Extrait fourni:
Nietzsche nous donne en exemple : 1° les bêtes qui, ne sachant « ni ce qu'était hier, ni ce qu'est aujourd'hui », n'ont aucun sens historique et fournissent cependant de très louables carrières ; 2° les Grecs qui, n'ayant pas eu à traîner les impedimenta historiques, n'en ont pas moins fait de grandes et belles choses.

L'idéal, en effet, ne serait-il pas d'arriver sur la terre pour y vivre tout simplement, avec le plus d'intensité possible, et y recommencer ce que d'autres ont fait avant, mais sans trop savoir ce qu'ils ont fait ? De combien d'erreurs apprises et de quelles pusillanimités serions-nous débarrassés ! Comme nous porterions la tête plus haut et comme on serait plus joyeux, ainsi que le voulut Nietzsche. « Celui qui ne sait pas se reposer sur le seuil du moment, oubliant tout le passé, celui qui ne sait pas se dresser, comme le génie de la victoire, sans vertige et sans crainte, ne saura jamais ce que c'est que le bonheur, et, ce qui pis est, il ne fera jamais rien qui puisse rendre heureux les autres... Toute action exige l'oubli... »

Travail à faire:
1. Répondez à ces questions sur l'extrait sur Nietzsche.
(a) Quels sont les deux exemples que donne Nietzsche ?
(b) Que ne savent pas les bêtes, d'après la citation entre guillemets ?
(c) D'après la fin de la citation, qu'exige toute action ?
2. Écrivez la suite de l'extrait sur Nietzsche, à partir de la fin de sa dernière phrase.

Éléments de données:
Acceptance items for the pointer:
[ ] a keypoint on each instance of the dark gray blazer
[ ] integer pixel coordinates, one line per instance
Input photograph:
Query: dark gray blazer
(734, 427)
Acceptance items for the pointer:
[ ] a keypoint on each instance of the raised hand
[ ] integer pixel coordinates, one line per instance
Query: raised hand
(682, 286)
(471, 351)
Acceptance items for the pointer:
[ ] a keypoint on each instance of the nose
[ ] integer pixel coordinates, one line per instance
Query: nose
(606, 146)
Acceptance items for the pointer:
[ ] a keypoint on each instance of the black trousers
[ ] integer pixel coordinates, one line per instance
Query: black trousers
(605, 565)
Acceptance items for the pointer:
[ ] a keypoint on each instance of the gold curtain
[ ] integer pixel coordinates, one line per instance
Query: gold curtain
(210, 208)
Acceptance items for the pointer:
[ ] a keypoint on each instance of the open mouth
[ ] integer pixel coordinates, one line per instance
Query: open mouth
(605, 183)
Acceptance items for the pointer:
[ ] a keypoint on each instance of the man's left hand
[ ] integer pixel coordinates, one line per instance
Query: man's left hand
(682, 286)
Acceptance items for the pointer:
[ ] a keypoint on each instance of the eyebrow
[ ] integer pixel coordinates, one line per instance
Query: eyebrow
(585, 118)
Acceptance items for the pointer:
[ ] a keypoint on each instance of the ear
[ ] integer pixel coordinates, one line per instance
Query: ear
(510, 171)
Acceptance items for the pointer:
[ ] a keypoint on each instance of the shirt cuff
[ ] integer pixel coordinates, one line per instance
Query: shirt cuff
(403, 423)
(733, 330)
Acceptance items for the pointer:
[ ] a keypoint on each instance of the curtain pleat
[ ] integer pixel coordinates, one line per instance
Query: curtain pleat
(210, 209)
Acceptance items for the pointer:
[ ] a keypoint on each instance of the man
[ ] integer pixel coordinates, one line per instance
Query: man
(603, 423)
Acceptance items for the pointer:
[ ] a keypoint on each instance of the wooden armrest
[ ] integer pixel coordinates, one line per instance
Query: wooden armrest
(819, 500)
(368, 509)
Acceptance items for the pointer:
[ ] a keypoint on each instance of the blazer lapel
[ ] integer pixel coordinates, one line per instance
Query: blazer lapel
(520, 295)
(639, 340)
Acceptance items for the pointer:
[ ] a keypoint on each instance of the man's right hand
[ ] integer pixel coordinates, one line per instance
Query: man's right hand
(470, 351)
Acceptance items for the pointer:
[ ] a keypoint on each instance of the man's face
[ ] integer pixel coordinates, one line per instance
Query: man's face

Réponses attendues:
1.
(a) Les bêtes et les Grecs.
(b) « ni ce qu'était hier, ni ce qu'est aujourd'hui »
(c) L'oubli.

2.
Si donc l'oubli est la condition de l'action et du bonheur, de la vie en somme, l'histoire nous serait bien nuisible en nous obligeant à nous souvenir sans cesse, de choses oiseuses et de détails puérils à nous remémorer des noms de rois éloignés, ceux de ministres vagues, ceux de leurs maîtresses, des uns et des autres, et quels étaient, de tous, les goûts, les tendances, les actes, etc. Ah ! les besicles et les chaussons des morts ! N'avons-nous pas nos yeux que la nature ouvre vierges, et des pieds faits pour des chaussures et des routes neuves ?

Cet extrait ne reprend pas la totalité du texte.